━━━━━ EXCERPT TO READ

The proportion of participants with any treatment‐emergent adverse events (TEAEs) was 29.1% in the Gla‐300 group and 20.5% in the IDeg‐100 group. The proportions of participants with any serious TEAE were similar between treatment groups (4.1% in Gla‐300 vs. 4.7% in IDeg‐100). No unexpected TEAEs were reported. No participant had a TEAE leading to permanent treatment discontinuation, and none died from a TEAE (Table 3).

TABLE 3.

Safety

Incidence, n (%)	Gla‐300 (N = 172)	IDeg‐100 (N = 171)
Any TEAE	50 (29.1)	35 (20.5)
Any treatment‐emergent SAE	7 (4.1)	8 (4.7)
Any TEAE leading to death	0	0
Any TEAE leading to permanent treatment discontinuation	0	0
Any treatment‐related TEAE	4 (2.3)	7 (4.1)

Abbreviations: Gla‐300, insulin glargine 300 U/ml; IDeg‐100, insulin degludec 100 U/ml; SAE, serious adverse event; TEAE, treatment‐emergent adverse event.

3.8. Insulin dose and body weight

Daily insulin doses (including total daily insulin, basal insulin, mealtime insulin, ratio of basal to mealtime insulin dose) at baseline, week 8 and week 12 are presented in Table S2. Mean ± SD daily basal insulin dose at baseline was 30.4 ± 13.8 U (0.38 ± 0.15 U/kg) in the Gla‐300 group and 28.8 ± 14.0 U (0.36 ± 0.15 U/kg) in the IDeg‐100 group; daily basal insulin dose increased to 37.1 ± 15.3 U (0.46 ± 0.16 U/kg) and 33.5 ± 16.5 (0.41 ± 0.16 U/kg) at week 12, respectively. Mean changes from baseline to week 12 were 7.4 ± 9.2 U (0.09 ± 0.11 U/kg) in the Gla‐300 group and 4.4 ± 9.6 U (0.04 ± 0.12 U/kg) in the IDeg‐100 group. Mealtime insulin dose at baseline was 23.3 ± 15.8 U (0.29 ± 0.18 U/kg) for Gla‐300 and 21.8 ± 12.2 U (0.27 ± 0.14 IU/kg) for IDeg‐100 and changed very little over the 12‐week study period. Body weight change from baseline to week 12 (mean ± SD) was 0.97 ± 2.46 kg in the Gla‐300 group and 0.76 ± 2.82 kg in the IDeg‐100 group.

━━━━━━━━━━
━━━━━ DATA

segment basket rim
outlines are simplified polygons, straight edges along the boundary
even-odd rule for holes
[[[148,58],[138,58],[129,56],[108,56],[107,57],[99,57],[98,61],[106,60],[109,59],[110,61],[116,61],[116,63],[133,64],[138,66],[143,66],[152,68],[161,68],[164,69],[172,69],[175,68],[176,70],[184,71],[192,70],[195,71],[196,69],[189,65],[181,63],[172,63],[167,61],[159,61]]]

━━━━━━━━━━

THINGS TO DO -
A. In the insulin trial excerpt, what was the mean ± SD body weight change from baseline to week 12 in the IDeg‐100 group?
B. Translate this sentence from the insulin trial excerpt into Spanish: "The proportions of participants with any serious TEAE were similar between treatment groups (4.1% in Gla‐300 vs. 4.7% in IDeg‐100)."
C. Continue the insulin trial excerpt, picking up after its final sentence on body weight change.

ANSWERS BY TASK -
A. 0.76 ± 2.82 kg

B. Las proporciones de participantes con algún TEAE grave fueron similares entre los grupos de tratamiento (4,1 % en Gla‐300 frente a 4,7 % en IDeg‐100).

C.
4. DISCUSSION

The primary objective of this study was achieved as the non‐inferiority of Gla‐300 to IDeg‐100 was shown for the primary endpoint (i.e. percentage TIR ≥ 70 to ≤ 180 mg/dl [≥ 3.9 to ≤ 10 mmol/L]). Superiority for the percentage TIR of 70 mg/dl or higher to 180 mg/dl or less (≥ 3.9 to ≤ 10 mmol/L) was not shown. Utilization of CGM TIR metrics in clinical trials has so far been limited, and InRange is the first RCT to use TIR as a primary endpoint to assess the two second‐generation BIs, Gla‐300 and IDeg‐100. With the increasing body of evidence regarding the advantages of using CGM to improve glycaemic control, CGM use in clinical practice is expanding, and it has been reported that each 5% improvement in TIR is associated with clinically significant benefits. ¹⁸ Considering the well‐documented clinical benefit of using CGM and the comprehensive data it provides, incorporation of CGM and TIR metrics into clinical trials is valuable and should be expanded further.

Assessing the wealth of data produced by CGM is particularly valuable as both TIR and glycaemic variability may be associated with an increased risk of diabetes complications such as retinopathy. ²⁸ , ²⁹ Furthermore, greater glycaemic variability may also be associated with lower quality of life and negative moods, ³⁰ so treatment options that can reduce such variability may positively impact the lives of people with diabetes. InRange also showed non‐inferiority of Gla‐300 versus IDeg‐100 on the main secondary endpoint, glucose total CV (assessed prior to testing superiority on the primary endpoint). There were clinically relevant improvements in HbA1c in both treatment groups.

InRange results show that comparable incidences and event rates of hypoglycaemia were observed in the two treatment groups, for all categories assessed, and for all time periods (diurnal/nocturnal/anytime). The post hoc analysis of CGM‐derived hypoglycaemia data found that CGM captured approximately 2‐6–fold higher hypoglycaemia event rates than SMPG during the same period (weeks 10‐12), with the greatest disparity between nocturnal events, emphasizing the importance of using CGM in diabetes studies to adequately capture hypoglycaemia. CGM‐derived hypoglycaemia rates were comparable between treatment groups. Overall, the safety profile of Gla‐300 and IDeg‐100 was consistent with the known safety profile of each BI analogue, and no unexpected safety findings were identified.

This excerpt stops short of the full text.